> [Task item]
No line before the one containing "Indicate every instance of the church in" should appear; that line and all lines after it, through the end of the data, are to be set down exactly.

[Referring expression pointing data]
************
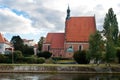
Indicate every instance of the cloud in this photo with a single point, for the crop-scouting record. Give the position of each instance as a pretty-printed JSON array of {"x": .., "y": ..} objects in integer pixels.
[
  {"x": 11, "y": 22},
  {"x": 43, "y": 16}
]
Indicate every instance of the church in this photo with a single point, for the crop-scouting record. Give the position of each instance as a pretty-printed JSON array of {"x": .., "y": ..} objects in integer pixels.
[{"x": 75, "y": 37}]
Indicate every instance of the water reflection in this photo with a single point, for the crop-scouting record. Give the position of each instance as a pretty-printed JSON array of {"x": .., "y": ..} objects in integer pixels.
[{"x": 31, "y": 76}]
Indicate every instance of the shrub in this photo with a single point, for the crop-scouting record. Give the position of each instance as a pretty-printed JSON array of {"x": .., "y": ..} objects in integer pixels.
[
  {"x": 40, "y": 60},
  {"x": 80, "y": 57}
]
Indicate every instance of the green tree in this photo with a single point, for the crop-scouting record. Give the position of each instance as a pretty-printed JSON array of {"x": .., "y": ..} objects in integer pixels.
[
  {"x": 110, "y": 52},
  {"x": 118, "y": 53},
  {"x": 45, "y": 54},
  {"x": 17, "y": 43},
  {"x": 80, "y": 57},
  {"x": 111, "y": 26},
  {"x": 17, "y": 55},
  {"x": 111, "y": 33},
  {"x": 96, "y": 46},
  {"x": 40, "y": 43}
]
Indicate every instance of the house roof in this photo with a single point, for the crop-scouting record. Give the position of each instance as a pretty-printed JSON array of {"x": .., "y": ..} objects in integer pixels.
[
  {"x": 2, "y": 39},
  {"x": 55, "y": 39},
  {"x": 78, "y": 29}
]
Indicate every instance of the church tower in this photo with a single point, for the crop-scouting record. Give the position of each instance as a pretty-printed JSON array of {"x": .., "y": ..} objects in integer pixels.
[{"x": 68, "y": 13}]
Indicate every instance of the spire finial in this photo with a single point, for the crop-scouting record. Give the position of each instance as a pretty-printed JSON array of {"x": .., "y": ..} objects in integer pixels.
[{"x": 68, "y": 13}]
************
> [Written response]
Indicate every instance of the church in this photo with a single point, for the crop-scouting record. Give the position of each instance as a pretty-printed JSON array of {"x": .., "y": ..} objects in integer pixels.
[{"x": 75, "y": 37}]
Indicate every instance of the water reflection in this photo with a single point, for the crop-scouting record. Give the position of each instance as a pretty-printed JSON array of {"x": .., "y": ..} objects in integer pixels.
[{"x": 31, "y": 76}]
Indicate every instance of the shrub in this photo with a single point, for the crop-scouting record. Give the position of each instance as a pretty-printed JSON array of {"x": .., "y": ..} objects in integer pixels.
[
  {"x": 40, "y": 60},
  {"x": 80, "y": 57}
]
Indicate every instance of the green tree in this photo with a single point, for the crop-scouting record. Give the position of each instance as a pretty-printed JSON array of {"x": .., "y": ..} objects in integer pixels.
[
  {"x": 110, "y": 52},
  {"x": 118, "y": 53},
  {"x": 45, "y": 54},
  {"x": 17, "y": 43},
  {"x": 80, "y": 57},
  {"x": 111, "y": 26},
  {"x": 17, "y": 55},
  {"x": 111, "y": 33},
  {"x": 96, "y": 46},
  {"x": 40, "y": 43}
]
Indicate every instance of the house roof in this photo with a single point, for the crop-scouting record. Give the position of each instance as a pretty-printed JSON array of {"x": .., "y": ..} objects in integer pixels.
[
  {"x": 2, "y": 39},
  {"x": 55, "y": 39},
  {"x": 78, "y": 29}
]
Indicate every instance of the church tower in this photo with a single point, for the crop-scouting record. Give the position of each instance as a pretty-printed JSON array of {"x": .., "y": ..} objects in integer pixels.
[{"x": 68, "y": 13}]
Indicate every instance of the spire finial in this photo with a single point, for the crop-scouting record. Give the position of each instance as a pretty-printed JSON array of {"x": .., "y": ..} objects in integer pixels.
[{"x": 68, "y": 13}]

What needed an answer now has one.